TASK
Could the records be returned exactly, with the pictures left out?
= = = =
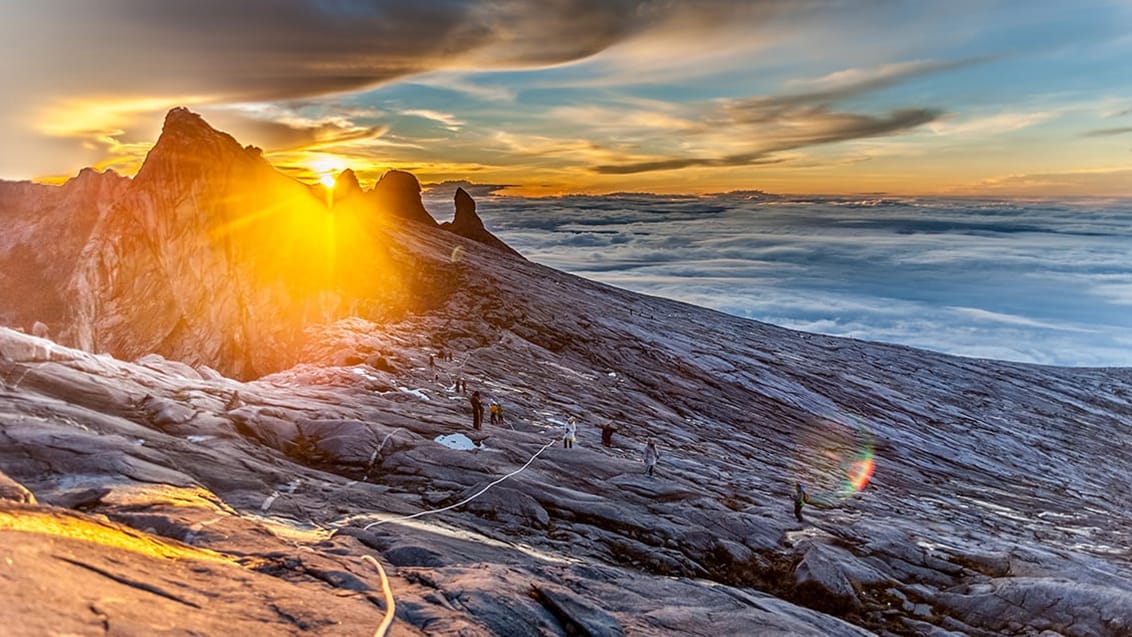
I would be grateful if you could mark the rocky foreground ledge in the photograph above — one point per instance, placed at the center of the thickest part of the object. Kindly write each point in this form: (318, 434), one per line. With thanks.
(155, 497)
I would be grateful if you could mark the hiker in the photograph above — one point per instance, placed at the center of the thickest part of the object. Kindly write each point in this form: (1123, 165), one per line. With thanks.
(571, 433)
(651, 455)
(477, 410)
(607, 433)
(800, 498)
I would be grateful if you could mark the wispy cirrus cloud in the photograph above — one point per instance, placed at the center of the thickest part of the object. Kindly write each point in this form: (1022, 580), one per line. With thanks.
(1046, 282)
(1107, 131)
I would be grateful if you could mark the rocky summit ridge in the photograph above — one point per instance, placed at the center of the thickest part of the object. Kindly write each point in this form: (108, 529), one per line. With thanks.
(156, 492)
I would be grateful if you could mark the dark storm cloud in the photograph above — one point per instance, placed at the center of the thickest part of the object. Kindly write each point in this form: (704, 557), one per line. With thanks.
(777, 123)
(812, 127)
(285, 49)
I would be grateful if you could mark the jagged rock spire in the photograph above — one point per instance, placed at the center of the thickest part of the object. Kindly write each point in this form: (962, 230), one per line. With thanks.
(466, 223)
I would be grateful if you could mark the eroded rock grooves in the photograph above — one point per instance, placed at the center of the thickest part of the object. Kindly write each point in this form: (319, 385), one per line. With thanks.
(160, 495)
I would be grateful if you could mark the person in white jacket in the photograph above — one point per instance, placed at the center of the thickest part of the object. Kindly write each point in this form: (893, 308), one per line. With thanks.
(571, 432)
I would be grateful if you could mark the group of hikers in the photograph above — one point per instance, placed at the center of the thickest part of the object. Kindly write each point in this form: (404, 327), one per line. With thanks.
(800, 497)
(495, 410)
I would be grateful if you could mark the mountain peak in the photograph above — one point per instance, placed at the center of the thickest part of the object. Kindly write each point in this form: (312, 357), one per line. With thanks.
(188, 145)
(466, 223)
(399, 194)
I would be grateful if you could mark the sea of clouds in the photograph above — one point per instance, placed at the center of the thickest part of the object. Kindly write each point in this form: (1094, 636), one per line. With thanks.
(1044, 282)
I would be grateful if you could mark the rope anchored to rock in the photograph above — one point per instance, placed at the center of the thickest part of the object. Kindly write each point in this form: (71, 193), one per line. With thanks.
(470, 498)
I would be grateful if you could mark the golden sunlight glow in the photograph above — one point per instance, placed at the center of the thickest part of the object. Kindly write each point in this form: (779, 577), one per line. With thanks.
(66, 524)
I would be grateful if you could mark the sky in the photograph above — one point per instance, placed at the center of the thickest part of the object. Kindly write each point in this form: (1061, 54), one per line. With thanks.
= = = =
FINISHED EXERCISE
I would be grateful if you could mark the rocky foreground ledge in the photograph above — one point per instance, placed at the center of the thickest part of the object. Kindly write each point in this form: (318, 434), one per line. With thanks.
(155, 497)
I would be grateful if you could mark the hiker in the photograph above — one point per instance, placed at the center of the thickest part of the object. Kindly write each point in this form: (1123, 165), one per line. With thanks.
(571, 433)
(651, 455)
(477, 410)
(607, 433)
(800, 498)
I would be grateful if you could mark the wispy cirrus cloud in the photograph above — one point per instance, placed at the center of the thickest part of the object. Kindly write each point in this form: (1022, 580), one per line. With thanks.
(1046, 282)
(1107, 131)
I would be grateful if you could mark the rocky summit ridge in the photograph above — one point per instance, placed at the center of the thickest part of the object. Kindly write each point in this form: (108, 529), one per line. With thanks.
(156, 492)
I would be grateful if you could mark the dark storm cloud in the photograph above — one point per instance, placed at the center of the thickest part of the object. Kindly write each point in this form: (704, 557), one per line. With thanks.
(777, 123)
(812, 127)
(285, 49)
I would be grateful if you could mark the jagged rock spire in the photograph above — one point per instance, placed at the center of the thickest part of the object. Kindly write each point in this form: (962, 230), one per line. With thanks.
(466, 223)
I would be grateful if you could mark the eroded rock grooves in the photograph above — one point per instance, placed at the center of the thickest part of the object. Kindly write each point in this form: (319, 385), one per line. With thanks.
(160, 495)
I would be grateful if you could mark the person in white jacket in the photograph above — one point per instance, placed at the center of the thickest part of the object. Kindly write each point in this form: (893, 308), one per line. With thanks.
(571, 432)
I would be grateful if you could mark the group of hikers in the photograph above — one point per instance, placed at the center of the thickest part of the object. Kindly write each point in this form: (404, 327), one per line. With thanks.
(800, 497)
(495, 410)
I would be grateful if you could mark the mountain peak in the photograph above — one point per instance, placed at the center of the thickest part of the object. Kindly write each point in this form: (312, 357), one per line. With thanks.
(188, 145)
(466, 223)
(399, 194)
I would be grateful if you could mark the sea of clouds in the photograph above — one point per instance, placed at the center of the thickest part of the object. Kindly write each point in this form: (1094, 636), one per line. With thanks.
(1044, 282)
I would be grateful if you could mark the rope anchored to rock in the photograph above — one point per instance, placed at the center of the thickest part of the object. Kindly write each point in this form: (71, 193), one per line. With thanks.
(470, 498)
I would be grateful if you could mark the golden sunlight glow in the photograph above — one point per instance, placed at the center of the thickest part of the object. Kindly write each point in this form: (779, 577), one per line. With thanks.
(66, 524)
I would be grateful if you could mark the sky in the photograph above — one point per instance, placed at the center of the thickest part of the object. Kindly write each point in this form: (1061, 54), one per line. With thanks.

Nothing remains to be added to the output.